◆ **Direction**
Rewrite each of the items below, changing "snug" to "tight" and leaving everything else as it is.
^^^^^^^^^^^^^^^^
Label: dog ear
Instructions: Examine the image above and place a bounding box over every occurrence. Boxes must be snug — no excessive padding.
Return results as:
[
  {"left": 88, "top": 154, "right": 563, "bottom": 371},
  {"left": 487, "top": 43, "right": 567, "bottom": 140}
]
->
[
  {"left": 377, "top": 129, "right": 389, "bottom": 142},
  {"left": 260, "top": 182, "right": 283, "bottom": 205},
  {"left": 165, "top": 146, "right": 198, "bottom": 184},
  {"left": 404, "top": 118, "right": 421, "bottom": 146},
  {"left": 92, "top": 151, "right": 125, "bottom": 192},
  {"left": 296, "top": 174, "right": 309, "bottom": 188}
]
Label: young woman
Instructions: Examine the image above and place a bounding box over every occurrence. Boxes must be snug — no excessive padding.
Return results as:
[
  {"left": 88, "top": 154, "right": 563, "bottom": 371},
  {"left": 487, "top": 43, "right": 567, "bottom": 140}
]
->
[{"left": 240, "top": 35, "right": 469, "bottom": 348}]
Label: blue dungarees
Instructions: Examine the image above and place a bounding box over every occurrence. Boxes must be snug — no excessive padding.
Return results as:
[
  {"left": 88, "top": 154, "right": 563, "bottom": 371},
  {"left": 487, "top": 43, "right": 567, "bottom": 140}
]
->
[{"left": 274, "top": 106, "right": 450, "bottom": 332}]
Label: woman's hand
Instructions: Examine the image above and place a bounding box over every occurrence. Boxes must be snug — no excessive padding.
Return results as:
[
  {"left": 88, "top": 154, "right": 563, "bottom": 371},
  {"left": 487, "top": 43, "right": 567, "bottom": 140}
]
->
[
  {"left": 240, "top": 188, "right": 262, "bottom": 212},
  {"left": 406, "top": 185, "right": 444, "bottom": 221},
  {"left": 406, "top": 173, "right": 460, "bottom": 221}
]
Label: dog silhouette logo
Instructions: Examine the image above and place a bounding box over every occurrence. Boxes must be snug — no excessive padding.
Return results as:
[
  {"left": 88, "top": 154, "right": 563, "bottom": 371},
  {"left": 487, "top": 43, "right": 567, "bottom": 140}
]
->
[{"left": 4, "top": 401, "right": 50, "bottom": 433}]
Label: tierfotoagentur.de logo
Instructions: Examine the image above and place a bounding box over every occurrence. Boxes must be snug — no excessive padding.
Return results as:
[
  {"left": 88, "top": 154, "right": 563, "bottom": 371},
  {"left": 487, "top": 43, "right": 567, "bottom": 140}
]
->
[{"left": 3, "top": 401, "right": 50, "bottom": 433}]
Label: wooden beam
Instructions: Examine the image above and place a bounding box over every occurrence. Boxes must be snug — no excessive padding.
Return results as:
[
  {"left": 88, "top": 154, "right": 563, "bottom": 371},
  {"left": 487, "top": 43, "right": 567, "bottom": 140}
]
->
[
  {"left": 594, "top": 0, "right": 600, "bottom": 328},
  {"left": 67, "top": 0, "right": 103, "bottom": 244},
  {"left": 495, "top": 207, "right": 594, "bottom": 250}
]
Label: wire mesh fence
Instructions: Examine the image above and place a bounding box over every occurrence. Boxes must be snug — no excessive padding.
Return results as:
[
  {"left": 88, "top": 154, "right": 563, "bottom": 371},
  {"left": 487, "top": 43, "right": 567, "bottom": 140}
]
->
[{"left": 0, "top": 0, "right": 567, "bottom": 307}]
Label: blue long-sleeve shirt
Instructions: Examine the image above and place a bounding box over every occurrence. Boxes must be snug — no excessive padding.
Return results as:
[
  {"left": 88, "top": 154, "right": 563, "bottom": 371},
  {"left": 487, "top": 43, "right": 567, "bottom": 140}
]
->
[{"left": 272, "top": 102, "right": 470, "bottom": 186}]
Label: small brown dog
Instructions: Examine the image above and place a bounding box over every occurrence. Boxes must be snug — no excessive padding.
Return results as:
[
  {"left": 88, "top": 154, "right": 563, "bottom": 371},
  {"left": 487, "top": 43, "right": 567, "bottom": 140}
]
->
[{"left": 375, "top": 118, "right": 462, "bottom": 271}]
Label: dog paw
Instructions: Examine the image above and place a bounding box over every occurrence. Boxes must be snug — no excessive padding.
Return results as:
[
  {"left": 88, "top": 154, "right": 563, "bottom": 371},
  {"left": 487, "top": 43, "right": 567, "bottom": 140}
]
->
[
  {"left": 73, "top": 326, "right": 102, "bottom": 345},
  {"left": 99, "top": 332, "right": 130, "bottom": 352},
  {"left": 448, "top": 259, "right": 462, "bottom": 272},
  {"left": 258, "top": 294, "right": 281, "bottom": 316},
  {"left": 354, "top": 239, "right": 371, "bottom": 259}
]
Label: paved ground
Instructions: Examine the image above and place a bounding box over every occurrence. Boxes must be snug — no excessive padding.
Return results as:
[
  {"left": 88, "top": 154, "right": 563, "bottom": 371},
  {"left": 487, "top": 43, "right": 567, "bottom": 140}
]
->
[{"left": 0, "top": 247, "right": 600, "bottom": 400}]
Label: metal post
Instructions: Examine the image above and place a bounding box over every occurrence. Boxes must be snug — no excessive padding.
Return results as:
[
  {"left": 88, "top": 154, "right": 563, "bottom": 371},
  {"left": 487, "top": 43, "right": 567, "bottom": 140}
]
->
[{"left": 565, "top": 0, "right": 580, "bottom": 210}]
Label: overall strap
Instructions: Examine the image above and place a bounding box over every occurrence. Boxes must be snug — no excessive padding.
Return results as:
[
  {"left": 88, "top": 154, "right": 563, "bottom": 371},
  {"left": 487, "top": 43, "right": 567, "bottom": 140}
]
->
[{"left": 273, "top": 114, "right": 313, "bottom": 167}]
^^^^^^^^^^^^^^^^
◆ **Written solution**
Label: dog ear
Instructions: Examine the image above and place a bounding box over every occurrence. Boxes must be tight — no excessive padding.
Return results as:
[
  {"left": 88, "top": 154, "right": 563, "bottom": 371},
  {"left": 487, "top": 43, "right": 567, "bottom": 140}
]
->
[
  {"left": 377, "top": 129, "right": 389, "bottom": 142},
  {"left": 260, "top": 182, "right": 283, "bottom": 205},
  {"left": 165, "top": 146, "right": 198, "bottom": 184},
  {"left": 404, "top": 118, "right": 421, "bottom": 146},
  {"left": 92, "top": 151, "right": 125, "bottom": 192},
  {"left": 296, "top": 174, "right": 309, "bottom": 188}
]
Label: young woman
Instructions: Examine the image above and place a bounding box over every occurrence. Boxes must be tight — no excessive padding.
Return results as:
[
  {"left": 88, "top": 154, "right": 563, "bottom": 371},
  {"left": 487, "top": 43, "right": 567, "bottom": 140}
]
->
[{"left": 240, "top": 35, "right": 469, "bottom": 348}]
Label: blue dungarees
Instructions: Examine the image above and place a bounding box over every occurrence. Boxes must be tight — no excessive padding.
Return results as:
[
  {"left": 88, "top": 154, "right": 563, "bottom": 371},
  {"left": 487, "top": 43, "right": 567, "bottom": 140}
]
->
[{"left": 274, "top": 106, "right": 450, "bottom": 332}]
Label: woman's hand
Instructions: Examine the image above and place a bounding box over every occurrence. Boxes must be tight — no excessive padding.
Return results as:
[
  {"left": 88, "top": 154, "right": 563, "bottom": 371},
  {"left": 487, "top": 43, "right": 567, "bottom": 140}
]
->
[
  {"left": 240, "top": 188, "right": 262, "bottom": 212},
  {"left": 406, "top": 185, "right": 444, "bottom": 221},
  {"left": 406, "top": 173, "right": 460, "bottom": 221}
]
Label: dog silhouette logo
Instructions: Examine the image above and place a bounding box over every occurrence. Boxes must be tight — no excessive padding.
Return results as:
[
  {"left": 88, "top": 154, "right": 563, "bottom": 371},
  {"left": 487, "top": 43, "right": 567, "bottom": 140}
]
->
[{"left": 4, "top": 401, "right": 50, "bottom": 433}]
Label: tierfotoagentur.de logo
Instructions: Examine the image above and place a bounding box over every occurrence. Boxes must be tight — no excessive padding.
Return results as:
[
  {"left": 88, "top": 154, "right": 563, "bottom": 371},
  {"left": 487, "top": 43, "right": 567, "bottom": 140}
]
->
[{"left": 3, "top": 401, "right": 50, "bottom": 433}]
Label: wooden beam
Instructions: Examine the image above and place a bounding box over every occurrence. Boxes must be tight — no excessive padding.
Return results as:
[
  {"left": 88, "top": 154, "right": 563, "bottom": 371},
  {"left": 487, "top": 43, "right": 567, "bottom": 140}
]
->
[
  {"left": 594, "top": 0, "right": 600, "bottom": 328},
  {"left": 67, "top": 0, "right": 103, "bottom": 244},
  {"left": 495, "top": 207, "right": 594, "bottom": 250}
]
Label: wire mesh fence
Instructions: Examine the image above and place a bounding box over every occurrence. Boxes must be tight — no excessive padding.
Return results as:
[
  {"left": 88, "top": 154, "right": 563, "bottom": 371},
  {"left": 487, "top": 43, "right": 567, "bottom": 140}
]
->
[{"left": 0, "top": 0, "right": 567, "bottom": 307}]
Label: blue long-sleeve shirt
Instructions: Examine the image above and place a bounding box over every occurrence. Boxes must be tight — no excessive padding.
Return results as:
[
  {"left": 88, "top": 154, "right": 563, "bottom": 371},
  {"left": 487, "top": 43, "right": 567, "bottom": 140}
]
->
[{"left": 272, "top": 102, "right": 470, "bottom": 186}]
Label: small brown dog
Instructions: Examine the image above and place a bounding box over every occurrence. Boxes must be tight — no excessive padding.
Return results as:
[
  {"left": 88, "top": 154, "right": 563, "bottom": 371},
  {"left": 487, "top": 43, "right": 567, "bottom": 140}
]
->
[{"left": 375, "top": 118, "right": 462, "bottom": 271}]
Label: dog paw
Instructions: Examine the image above and place a bounding box over every occurrence. Boxes must be tight — no excessive padding.
Return results as:
[
  {"left": 88, "top": 154, "right": 563, "bottom": 371},
  {"left": 487, "top": 43, "right": 567, "bottom": 140}
]
->
[
  {"left": 73, "top": 326, "right": 102, "bottom": 345},
  {"left": 99, "top": 332, "right": 130, "bottom": 352},
  {"left": 448, "top": 259, "right": 462, "bottom": 272},
  {"left": 258, "top": 294, "right": 281, "bottom": 316},
  {"left": 354, "top": 239, "right": 371, "bottom": 259}
]
Label: paved ground
Instructions: Examine the image above and place a bounding box over every occurrence. Boxes must be tight — no excessive padding.
Return results as:
[
  {"left": 88, "top": 154, "right": 563, "bottom": 371},
  {"left": 487, "top": 43, "right": 567, "bottom": 140}
]
->
[{"left": 0, "top": 247, "right": 600, "bottom": 400}]
Label: metal post
Instructions: Examine the image above and place a bounding box over every occurrence. Boxes must be tight — no excessive padding.
Return results as:
[
  {"left": 88, "top": 154, "right": 563, "bottom": 371},
  {"left": 487, "top": 43, "right": 567, "bottom": 140}
]
->
[{"left": 565, "top": 0, "right": 580, "bottom": 210}]
Label: overall strap
Instructions: Examine the image above and place a bounding box over every occurrence. Boxes must be tight — no excessive padding.
Return results as:
[
  {"left": 88, "top": 154, "right": 563, "bottom": 371},
  {"left": 487, "top": 43, "right": 567, "bottom": 140}
]
->
[{"left": 273, "top": 114, "right": 313, "bottom": 167}]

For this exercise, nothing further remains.